A domestic abuse charity is one of four in Tayside to be granted a share of £1.4 million.
Angus Women’s Aid has been given £100,863 from the National Lottery Community Fund’s Young Start project, to help people under 18 who have suffered domestic abuse.
The cash will be used to develop a young experts group (YEG) in Angus to boost the confidence and self esteems of youths who have experienced abuse at home or in their own relationships.
It will be given in stages over three years, with the first grant going towards technology to allow young people to meet virtually during the coronavirus pandemic.
Susie Clark, participation worker for Angus Women’s Aid YEG, said: “Thanks to this award from the Young Start fund, we will be able to continue the work with our amazing young experts group members over the next three years.
“These groups give young people a voice within their community, allowing them to learn what domestic abuse is and how to keep themselves safe. They also use problem-solving, creativity and teamwork to help young people find a confidence and strength that they can carry forward to make a difference in their own lives.
“During the current lockdown, we have had to make changes to our approach as we cannot have our usual face to face meetings each week.
“Without these funds, some vulnerable young people would have felt excluded and been truly alone throughout this difficult time.”
Angus Women’s Aid was one of 20 groups across Scotland to receive a grant, along with another three in Tayside.

Input data
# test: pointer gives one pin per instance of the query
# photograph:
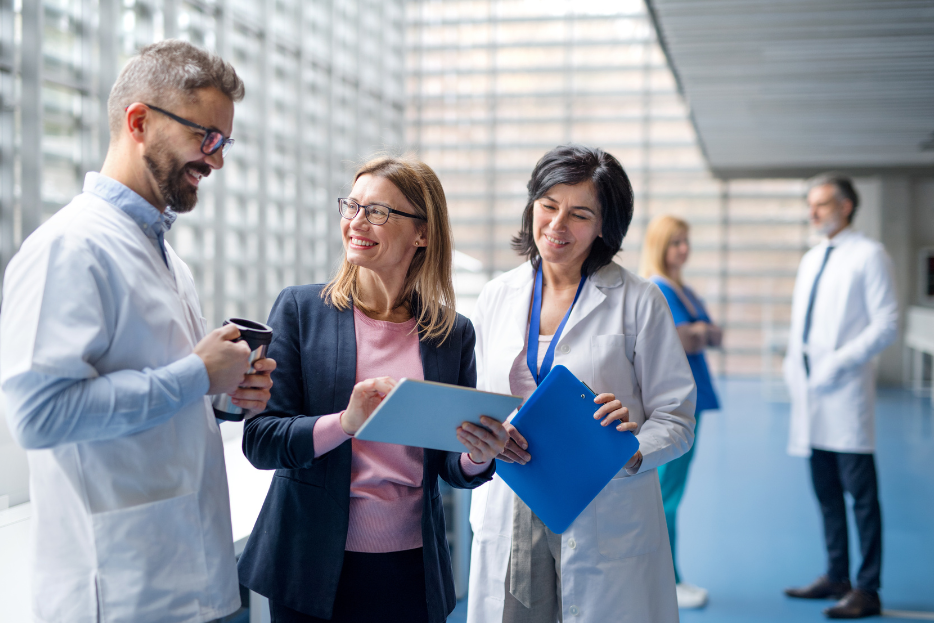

What you will do
[a] In the article on the Angus Women’s Aid grant, translate this sentence into Spanish: "Angus Women’s Aid was one of 20 groups across Scotland to receive a grant, along with another three in Tayside."
[b] Write out the part of the article on the Angus Women’s Aid grant starting at "Angus Women’s Aid has" and ending at "their own relationships.".

Results by task
[a] Angus Women’s Aid fue uno de los 20 grupos de toda Escocia que recibieron una subvención, junto con otros tres de Tayside.

[b]
Angus Women’s Aid has been given £100,863 from the National Lottery Community Fund’s Young Start project, to help people under 18 who have suffered domestic abuse.
The cash will be used to develop a young experts group (YEG) in Angus to boost the confidence and self esteems of youths who have experienced abuse at home or in their own relationships.